───── Material to process ─────

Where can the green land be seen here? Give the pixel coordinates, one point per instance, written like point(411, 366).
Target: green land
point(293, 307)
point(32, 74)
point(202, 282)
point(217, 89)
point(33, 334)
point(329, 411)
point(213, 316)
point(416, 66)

─────

*Goal*
Rewrite every line of the records above in full, including the lines that come before the answers, and raise each coordinate in the answer points by 31.

*Output*
Where can the green land be seen here? Give the pixel coordinates, one point per instance, written like point(411, 366).
Target: green land
point(324, 338)
point(63, 105)
point(233, 313)
point(248, 120)
point(64, 365)
point(360, 442)
point(244, 347)
point(447, 97)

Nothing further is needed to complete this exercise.